▶ _Data listing_
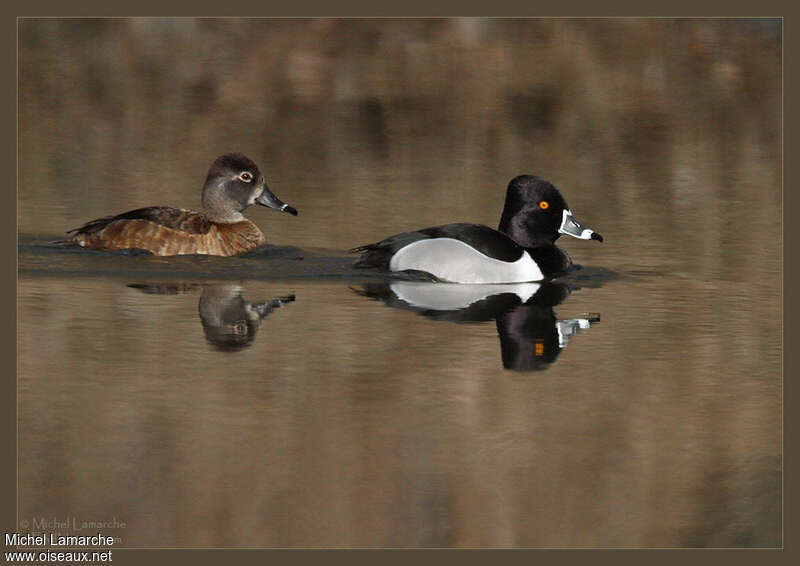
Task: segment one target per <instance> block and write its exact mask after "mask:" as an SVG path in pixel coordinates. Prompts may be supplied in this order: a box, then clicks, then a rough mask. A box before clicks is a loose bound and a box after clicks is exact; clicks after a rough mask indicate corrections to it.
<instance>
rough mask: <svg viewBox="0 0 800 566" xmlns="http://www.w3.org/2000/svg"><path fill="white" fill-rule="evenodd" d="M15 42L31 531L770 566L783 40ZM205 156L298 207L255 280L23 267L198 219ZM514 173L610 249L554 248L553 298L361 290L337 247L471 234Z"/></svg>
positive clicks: (544, 40)
mask: <svg viewBox="0 0 800 566" xmlns="http://www.w3.org/2000/svg"><path fill="white" fill-rule="evenodd" d="M19 37H20V55H19V64H20V74H19V76H20V79H19V80H20V82H19V87H20V99H19V100H20V105H19V143H20V153H19V175H20V176H19V179H20V181H19V183H20V184H19V201H18V203H19V208H18V210H19V233H20V240H19V288H18V304H19V341H18V348H19V377H18V401H19V442H20V444H19V462H18V465H19V472H20V493H19V506H20V507H19V517H20V521H28V523H31V522H34V526H35V524H36V522H41V520H42V519H44V520H47V521H52V520H53V519H55V520H56V521H57V522H58V523H59V524H58V525H56V526H55V528H53V527H52V525H50V526H49V527H48V528H47V529H45V530H56V531H61V532H69V533H72V532H75V531H76V530H78V529H80V528H81V526H82V524H83V522H84V521H86V522H90V521H96V522H106V523H108V524H106V525H105V526H104V527H103V528H102V530H103V532H104V533H106V534H113V535H114V536H117V537H119V538H120V539H121V544H122V545H124V546H133V547H287V546H288V547H311V546H313V547H327V546H334V547H354V546H358V547H362V546H368V547H389V546H390V547H610V546H613V547H697V546H715V547H729V546H747V547H754V546H778V545H780V544H781V543H782V538H781V532H782V524H781V501H782V490H781V483H782V432H781V431H782V429H781V424H782V423H781V412H782V352H783V339H782V332H781V328H782V302H781V293H782V288H781V262H782V256H781V253H782V195H781V142H780V140H781V112H780V102H781V98H780V96H781V91H780V80H781V75H780V72H781V67H780V66H781V51H780V41H781V30H780V27H779V25H776V24H775V22H771V21H736V20H719V21H713V20H692V21H672V20H624V21H614V20H601V21H594V20H519V21H513V20H409V21H406V20H387V21H381V20H308V21H306V20H278V21H271V20H253V21H244V20H200V21H196V20H173V21H165V20H114V21H103V20H93V21H81V20H70V21H59V20H23V21H22V22H21V23H20V35H19ZM67 86H68V88H66V87H67ZM226 151H241V152H244V153H246V154H248V155H249V156H251V157H252V158H253V159H254V160H255V161H256V162H257V163H259V165H260V166H261V169H262V171H264V173H265V176H266V178H267V181H268V182H269V184H270V187H271V188H272V189H273V190H274V191H275V192H276V194H278V196H279V197H281V198H282V199H283V200H285V201H286V202H288V203H290V204H292V205H293V206H295V207H296V208H297V209H298V210H299V211H300V215H299V216H298V217H297V218H293V217H289V216H288V215H280V214H276V213H274V212H273V211H269V210H267V209H264V208H261V209H258V210H254V209H251V210H249V211H248V216H249V217H250V218H251V219H253V220H254V221H255V222H256V223H257V224H259V225H260V226H261V227H262V229H263V230H264V232H265V234H266V235H267V238H268V240H269V241H270V246H269V247H268V248H266V249H265V250H263V251H261V252H258V253H255V254H251V255H249V256H245V257H240V258H202V257H180V258H155V257H152V256H129V255H124V254H111V253H100V252H91V251H86V250H63V249H54V248H52V247H49V246H47V245H46V242H47V241H48V240H50V239H54V238H57V237H59V236H60V235H61V234H62V233H63V232H64V231H65V230H67V229H69V228H72V227H74V226H76V225H78V224H80V223H82V222H84V221H86V220H89V219H91V218H95V217H98V216H102V215H106V214H109V213H113V212H122V211H125V210H128V209H131V208H137V207H140V206H147V205H155V204H169V205H174V206H183V207H196V206H198V205H199V193H200V188H201V186H202V182H203V180H204V178H205V174H206V171H207V168H208V166H209V164H210V163H211V161H212V160H213V159H214V157H216V156H217V155H218V154H220V153H223V152H226ZM521 173H535V174H539V175H541V176H544V177H546V178H548V179H550V180H552V181H553V182H554V183H555V184H556V185H557V186H559V187H560V188H561V189H562V191H563V193H564V195H565V197H566V199H567V201H568V202H569V204H570V207H571V209H572V210H573V212H574V213H575V215H576V217H577V218H579V219H580V220H581V221H582V222H584V223H585V224H586V225H587V226H589V227H591V228H594V229H596V230H597V231H599V232H601V233H602V234H603V236H604V237H605V242H604V243H602V244H598V243H597V242H582V241H578V240H573V239H571V240H570V241H565V239H566V237H565V238H561V239H560V240H559V244H560V245H562V246H563V247H564V248H565V249H566V250H568V252H569V253H570V255H571V256H572V257H573V259H574V260H576V261H577V262H578V263H581V264H583V265H584V269H583V270H581V271H579V272H577V273H576V274H574V275H573V276H571V277H570V278H568V279H565V280H563V281H559V282H555V283H551V284H546V285H541V286H539V285H527V286H526V285H521V286H490V287H491V288H478V287H474V286H458V285H433V284H429V283H420V282H412V281H403V280H395V279H389V278H387V277H383V276H380V275H376V274H370V273H365V272H363V271H356V270H354V269H352V267H351V264H352V257H349V256H348V255H347V253H346V250H347V249H348V248H350V247H353V246H355V245H358V244H363V243H367V242H371V241H375V240H377V239H380V238H382V237H384V236H387V235H389V234H392V233H396V232H399V231H403V230H408V229H413V228H419V227H423V226H428V225H435V224H441V223H447V222H452V221H471V222H479V223H485V224H489V225H492V226H495V225H496V224H497V222H498V221H499V215H500V211H501V209H502V204H503V198H504V194H505V186H506V184H507V183H508V180H509V179H510V178H511V177H513V176H515V175H517V174H521ZM65 522H66V523H68V524H64V523H65ZM92 528H93V527H92V526H86V527H85V529H89V530H92ZM95 530H96V529H95Z"/></svg>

▶ _Task statement_
Copy every line of the listing above word for word, leaving out the picture.

▶ _Answer for this exercise_
Task: segment one target per <instance> block and write its exact mask after "mask:" as an SVG path in pixel coordinates. Prompts may be supplied in this order: a box, then clicks, then a rough mask. A box before clicks is a loose bound and a box after clicks is exact; clicks after a rough mask indicate corrections to it.
<instance>
rough mask: <svg viewBox="0 0 800 566" xmlns="http://www.w3.org/2000/svg"><path fill="white" fill-rule="evenodd" d="M15 42L31 531L770 566L783 40ZM205 156L298 207L255 280L23 267L198 219ZM514 173L610 249L554 248L553 298L361 290L337 247L471 234Z"/></svg>
positive clicks: (544, 40)
mask: <svg viewBox="0 0 800 566" xmlns="http://www.w3.org/2000/svg"><path fill="white" fill-rule="evenodd" d="M19 37H20V55H19V64H20V74H19V76H20V79H19V80H20V82H19V87H20V99H19V100H20V105H19V143H20V153H19V175H20V176H19V179H20V181H19V183H20V184H19V201H18V203H19V208H18V210H19V233H20V240H19V288H18V304H19V341H18V348H19V377H18V401H19V442H20V444H19V462H18V465H19V472H20V493H19V506H20V507H19V517H20V521H28V523H31V522H34V526H35V524H36V522H41V520H42V519H44V520H47V521H52V520H53V519H55V520H56V521H57V522H58V523H59V524H58V525H56V526H55V528H53V527H52V525H50V526H49V527H48V528H47V529H45V530H56V531H61V532H69V533H72V532H75V531H76V530H78V529H80V528H81V526H82V524H83V522H84V521H86V522H90V521H96V522H106V523H108V524H106V525H105V526H104V527H103V528H102V530H103V532H104V533H106V534H113V535H114V536H117V537H119V538H120V539H121V544H122V545H124V546H133V547H287V546H288V547H311V546H313V547H327V546H334V547H354V546H358V547H362V546H368V547H389V546H390V547H610V546H613V547H697V546H715V547H729V546H747V547H754V546H778V545H780V544H781V543H782V538H781V532H782V524H781V501H782V490H781V483H782V432H781V431H782V429H781V424H782V423H781V412H782V352H783V339H782V332H781V328H782V302H781V293H782V288H781V262H782V256H781V253H782V195H781V142H780V140H781V112H780V102H781V98H780V96H781V91H780V80H781V75H780V72H781V67H780V66H781V51H780V41H781V30H780V27H779V25H776V24H775V22H771V21H736V20H719V21H713V20H692V21H672V20H624V21H614V20H601V21H594V20H519V21H513V20H409V21H406V20H387V21H381V20H308V21H306V20H278V21H271V20H253V21H244V20H200V21H196V20H173V21H165V20H114V21H103V20H93V21H81V20H70V21H59V20H23V21H22V22H21V23H20V35H19ZM67 86H68V88H66V87H67ZM226 151H241V152H244V153H246V154H248V155H249V156H251V157H252V158H253V159H254V160H255V161H256V162H257V163H259V165H260V166H261V169H262V171H264V173H265V176H266V178H267V181H268V182H269V184H270V187H271V188H272V189H273V190H274V191H275V192H276V194H278V196H279V197H281V198H282V199H283V200H285V201H286V202H288V203H290V204H292V205H293V206H295V207H296V208H297V209H298V210H299V211H300V215H299V216H298V217H297V218H293V217H289V216H288V215H280V214H276V213H274V212H273V211H269V210H267V209H264V208H261V209H258V210H254V209H251V210H249V211H248V216H249V217H250V218H251V219H253V220H254V221H255V222H256V223H257V224H259V225H260V226H261V227H262V229H263V230H264V232H265V234H266V235H267V238H268V240H269V241H270V246H269V247H268V248H266V249H265V250H263V251H261V252H258V253H255V254H251V255H249V256H245V257H240V258H202V257H180V258H155V257H152V256H129V255H124V254H111V253H100V252H91V251H86V250H63V249H54V248H52V247H49V246H47V245H46V242H47V241H48V240H50V239H54V238H57V237H59V236H60V235H61V234H62V233H63V232H64V231H65V230H67V229H69V228H72V227H74V226H76V225H78V224H80V223H82V222H84V221H86V220H89V219H91V218H95V217H98V216H102V215H106V214H109V213H113V212H122V211H125V210H128V209H131V208H137V207H140V206H147V205H155V204H169V205H174V206H183V207H196V206H198V205H199V193H200V188H201V186H202V182H203V180H204V178H205V174H206V171H207V168H208V166H209V164H210V163H211V161H212V160H213V159H214V157H216V156H217V155H218V154H220V153H223V152H226ZM521 173H535V174H539V175H541V176H544V177H546V178H548V179H550V180H552V181H553V182H554V183H555V184H556V185H557V186H559V187H560V188H561V189H562V191H563V193H564V195H565V197H566V199H567V201H568V202H569V204H570V207H571V209H572V210H573V212H574V213H575V215H576V217H577V218H579V219H580V220H581V221H582V222H584V223H585V224H586V225H587V226H589V227H591V228H594V229H596V230H597V231H599V232H601V233H602V234H603V236H604V237H605V242H604V243H602V244H598V243H597V242H582V241H578V240H573V239H571V240H570V241H565V239H566V237H565V238H561V239H560V240H559V244H560V245H562V246H563V247H564V248H565V249H566V250H568V252H569V253H570V255H571V256H572V257H573V259H574V260H576V261H577V262H578V263H581V264H583V265H584V269H583V270H581V271H579V272H577V273H576V274H574V275H573V276H571V277H570V278H568V279H565V280H563V281H559V282H555V283H551V284H546V285H541V286H539V285H527V286H526V285H521V286H490V287H491V288H478V287H474V286H458V285H433V284H429V283H420V282H412V281H403V280H395V279H389V278H387V277H383V276H380V275H376V274H370V273H365V272H363V271H356V270H354V269H352V267H351V264H352V257H349V256H348V255H347V253H346V250H347V249H348V248H350V247H353V246H355V245H358V244H363V243H367V242H371V241H375V240H377V239H380V238H382V237H384V236H387V235H389V234H392V233H396V232H399V231H403V230H408V229H413V228H419V227H423V226H428V225H435V224H441V223H447V222H452V221H471V222H479V223H485V224H489V225H492V226H495V225H496V224H497V222H498V221H499V215H500V211H501V209H502V204H503V198H504V194H505V186H506V184H507V183H508V180H509V179H510V178H511V177H513V176H515V175H517V174H521ZM65 522H66V523H68V524H64V523H65ZM92 528H93V527H92V526H86V527H85V529H89V530H92ZM95 530H96V529H95Z"/></svg>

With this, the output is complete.